• [Given instruction]: How many lines of the data below contain the string "window", with case counting? Reply with the number alone.

• [Entries shown]:
--------

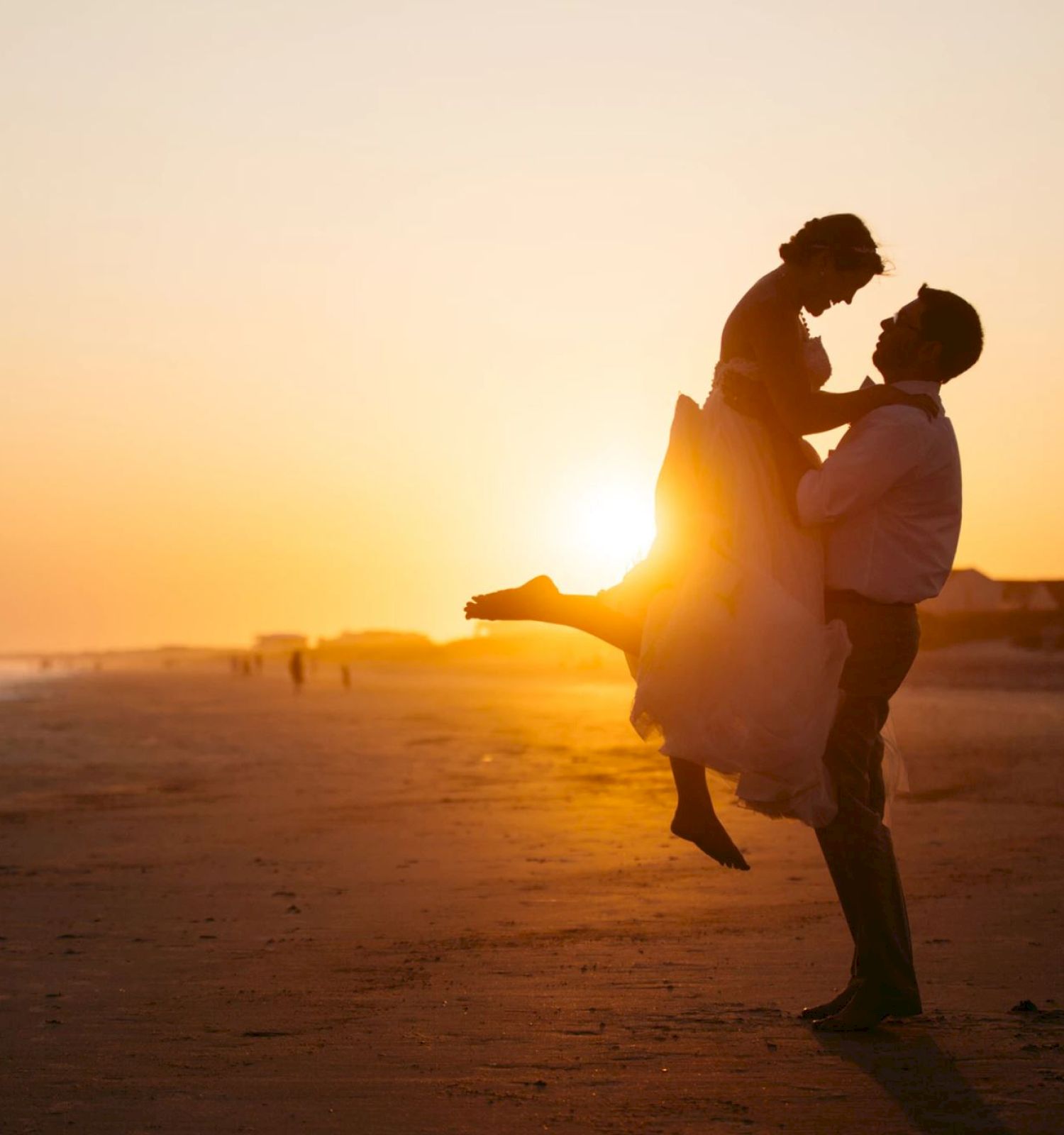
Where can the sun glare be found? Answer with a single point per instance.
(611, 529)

--------

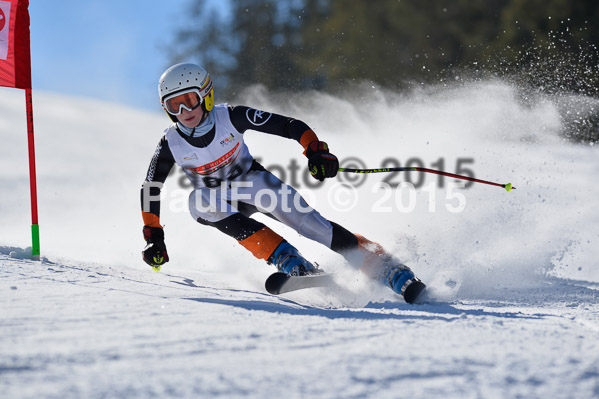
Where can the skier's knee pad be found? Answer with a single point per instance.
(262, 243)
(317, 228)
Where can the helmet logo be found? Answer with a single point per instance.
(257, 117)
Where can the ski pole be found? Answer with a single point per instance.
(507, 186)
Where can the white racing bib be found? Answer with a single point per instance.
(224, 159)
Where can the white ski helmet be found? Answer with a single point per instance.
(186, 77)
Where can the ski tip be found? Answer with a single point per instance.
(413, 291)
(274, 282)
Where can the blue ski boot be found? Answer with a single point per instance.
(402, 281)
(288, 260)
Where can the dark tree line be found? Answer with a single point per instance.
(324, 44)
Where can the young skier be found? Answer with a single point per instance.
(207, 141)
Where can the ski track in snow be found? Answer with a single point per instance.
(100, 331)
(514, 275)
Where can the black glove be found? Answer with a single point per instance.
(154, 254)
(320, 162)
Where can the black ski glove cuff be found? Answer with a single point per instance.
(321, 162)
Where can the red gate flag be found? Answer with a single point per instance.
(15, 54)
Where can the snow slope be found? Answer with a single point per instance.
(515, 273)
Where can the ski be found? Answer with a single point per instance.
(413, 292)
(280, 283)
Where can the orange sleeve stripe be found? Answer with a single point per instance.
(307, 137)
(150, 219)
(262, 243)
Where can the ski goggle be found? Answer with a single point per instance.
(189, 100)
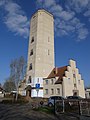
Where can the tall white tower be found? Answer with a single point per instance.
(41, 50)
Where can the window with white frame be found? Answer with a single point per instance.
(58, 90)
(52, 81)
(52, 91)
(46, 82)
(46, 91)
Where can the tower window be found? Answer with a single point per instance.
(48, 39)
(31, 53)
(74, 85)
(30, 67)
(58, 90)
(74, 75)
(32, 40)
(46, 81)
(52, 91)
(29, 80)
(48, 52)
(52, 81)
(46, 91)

--------

• [Task answer]: 2